▶ **What the exercise asks**
Return every line of the listing below that contains the string "element". Matching is case-sensitive.

Dataset records

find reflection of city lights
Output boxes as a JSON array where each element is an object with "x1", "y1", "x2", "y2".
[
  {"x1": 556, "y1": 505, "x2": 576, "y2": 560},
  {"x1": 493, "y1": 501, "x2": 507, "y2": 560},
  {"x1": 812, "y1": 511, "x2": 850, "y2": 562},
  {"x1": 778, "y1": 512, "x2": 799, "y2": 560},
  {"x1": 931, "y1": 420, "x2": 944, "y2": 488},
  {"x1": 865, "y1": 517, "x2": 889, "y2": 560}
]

▶ **Result below**
Output boxes as a JSON array where each element is an object with "x1", "y1", "x2", "y2".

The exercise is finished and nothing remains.